* Start Entries provided *

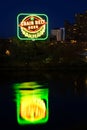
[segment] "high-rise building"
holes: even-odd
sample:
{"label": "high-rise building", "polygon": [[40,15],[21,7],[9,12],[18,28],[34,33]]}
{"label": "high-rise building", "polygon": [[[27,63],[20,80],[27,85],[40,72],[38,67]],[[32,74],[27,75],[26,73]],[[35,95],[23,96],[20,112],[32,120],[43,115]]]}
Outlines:
{"label": "high-rise building", "polygon": [[75,14],[73,24],[65,21],[65,40],[66,41],[87,41],[87,11],[83,14]]}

* End Entries provided *

(Exercise objective) Copy every line of the records above without changing a thing, but leave the pictures out.

(Answer for the task)
[segment] "high-rise building"
holes: even-odd
sample:
{"label": "high-rise building", "polygon": [[40,15],[21,7],[9,12],[18,28],[34,33]]}
{"label": "high-rise building", "polygon": [[[27,63],[20,80],[27,85],[40,72],[38,67]],[[32,74],[27,75],[26,73]],[[35,95],[23,96],[20,112],[32,120],[43,115]]]}
Outlines:
{"label": "high-rise building", "polygon": [[75,14],[73,24],[65,21],[65,40],[66,41],[87,41],[87,11],[83,14]]}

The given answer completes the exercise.